## The exercise
Copy out the data below, changing each "Tag" to "Mark" and keeping everything else the same.

------------

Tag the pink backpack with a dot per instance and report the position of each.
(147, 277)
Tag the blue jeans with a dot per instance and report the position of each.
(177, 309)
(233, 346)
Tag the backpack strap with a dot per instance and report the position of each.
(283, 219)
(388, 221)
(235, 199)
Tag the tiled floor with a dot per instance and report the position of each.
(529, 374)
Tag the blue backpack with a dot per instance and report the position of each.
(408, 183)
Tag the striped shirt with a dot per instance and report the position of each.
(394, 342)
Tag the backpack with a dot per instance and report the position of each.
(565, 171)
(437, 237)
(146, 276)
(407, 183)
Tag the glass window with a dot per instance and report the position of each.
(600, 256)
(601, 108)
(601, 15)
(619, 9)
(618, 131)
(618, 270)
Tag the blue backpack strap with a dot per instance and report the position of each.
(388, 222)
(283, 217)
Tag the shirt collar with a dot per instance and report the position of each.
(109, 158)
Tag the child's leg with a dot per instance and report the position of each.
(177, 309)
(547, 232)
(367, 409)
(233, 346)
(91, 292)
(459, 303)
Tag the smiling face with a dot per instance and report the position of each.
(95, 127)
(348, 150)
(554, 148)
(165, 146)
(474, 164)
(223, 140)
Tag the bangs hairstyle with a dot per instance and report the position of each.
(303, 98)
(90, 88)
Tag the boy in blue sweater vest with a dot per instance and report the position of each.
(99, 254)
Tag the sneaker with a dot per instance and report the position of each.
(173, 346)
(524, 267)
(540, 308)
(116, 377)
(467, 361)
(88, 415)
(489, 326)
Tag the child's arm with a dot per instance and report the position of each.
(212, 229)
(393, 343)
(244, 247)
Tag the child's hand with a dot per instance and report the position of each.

------------

## Response
Mark the pink backpack with a dot per instance and report the position of each.
(147, 277)
Mark the blue jeans with a dot per instance and report the position of each.
(177, 309)
(233, 346)
Mark the backpack strap with a dot per instance and report the position of each.
(283, 219)
(388, 221)
(235, 199)
Mark the tiled floor with a dot per instance and report the position of each.
(529, 374)
Mark the blue backpack with a dot per instance and report the position of each.
(408, 183)
Mark the striped shirt with a dot per instance and report the position of each.
(394, 342)
Mark the backpack with a dot per instance and report the position of each.
(565, 171)
(437, 237)
(146, 276)
(407, 183)
Mark the glass window with a dot per instance and report the position of each.
(600, 256)
(601, 108)
(601, 15)
(619, 9)
(618, 131)
(618, 270)
Mark the blue backpack strap with a dot per instance and report the position of each.
(388, 222)
(283, 217)
Mark the shirt collar with a dot per instance and report the position of each.
(109, 158)
Mark the child's leg with a dot per instance and report the position of each.
(177, 309)
(547, 232)
(367, 409)
(233, 346)
(91, 292)
(459, 303)
Mark the smiling face with a dot per instance and report the position of each.
(95, 127)
(348, 150)
(554, 148)
(165, 146)
(474, 164)
(223, 140)
Mark the bangs hairstyle with a dot per instance and report the position of each.
(303, 98)
(90, 88)
Mark the boy in blue sweater vest with a dot per instance and report the position of each.
(99, 254)
Mark the sneaker with a dot per instance and report the position of each.
(173, 346)
(524, 267)
(540, 308)
(116, 377)
(467, 361)
(88, 415)
(489, 326)
Mark the child's arm with a dot per instance and report the position of each.
(212, 229)
(393, 343)
(244, 247)
Mark the child's hand with a dot per instance and report the position of each.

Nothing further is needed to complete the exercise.